Restate each line of the listing exactly, without carrying over any pictures.

_ _ _ _

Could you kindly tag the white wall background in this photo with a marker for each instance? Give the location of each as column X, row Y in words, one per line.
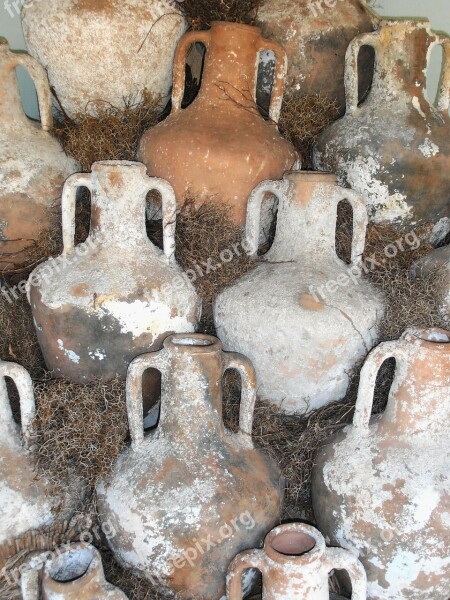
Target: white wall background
column 438, row 11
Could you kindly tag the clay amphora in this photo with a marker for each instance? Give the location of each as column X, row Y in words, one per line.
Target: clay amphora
column 188, row 497
column 103, row 303
column 315, row 37
column 26, row 501
column 302, row 316
column 394, row 148
column 381, row 487
column 103, row 52
column 72, row 572
column 437, row 263
column 33, row 166
column 220, row 148
column 295, row 563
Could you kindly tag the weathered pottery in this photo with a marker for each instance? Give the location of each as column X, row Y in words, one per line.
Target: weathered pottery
column 315, row 37
column 437, row 264
column 103, row 303
column 26, row 501
column 185, row 499
column 103, row 52
column 295, row 563
column 302, row 316
column 381, row 487
column 33, row 166
column 394, row 148
column 220, row 148
column 72, row 572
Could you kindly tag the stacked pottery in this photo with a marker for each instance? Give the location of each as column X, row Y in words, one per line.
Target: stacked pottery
column 220, row 148
column 188, row 497
column 73, row 572
column 381, row 487
column 295, row 563
column 394, row 148
column 100, row 305
column 103, row 52
column 33, row 166
column 303, row 316
column 26, row 502
column 315, row 36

_ _ _ _

**Reply to the task:**
Could you kindly tag the white wall background in this photo with a marker for each instance? Give the location of each as column X, row Y in words, one per line.
Target: white wall background
column 438, row 11
Could you kindly tag the clay amphora in this photo with a marker for each instance? Give the location of each as column X, row Y in words, one per line.
Target: clay amphora
column 188, row 497
column 103, row 303
column 315, row 37
column 26, row 501
column 302, row 316
column 394, row 148
column 381, row 487
column 103, row 52
column 72, row 572
column 437, row 263
column 33, row 166
column 220, row 148
column 295, row 563
Could you kindly tag the weathered pottery in this photo with a marker for each instance? Give the location of each as column X, row Y in words, one per line.
Target: weathered pottery
column 315, row 37
column 437, row 264
column 103, row 303
column 26, row 501
column 185, row 499
column 103, row 52
column 295, row 563
column 302, row 316
column 381, row 487
column 33, row 166
column 394, row 148
column 220, row 148
column 72, row 572
Could you kindly tag the stacked pottery in this photo with a marker for each instance? Give the location of each as column X, row Y in words, one per line.
Target: stacked pottery
column 220, row 148
column 188, row 497
column 73, row 572
column 381, row 487
column 295, row 563
column 394, row 148
column 100, row 305
column 103, row 52
column 33, row 166
column 303, row 316
column 26, row 502
column 315, row 36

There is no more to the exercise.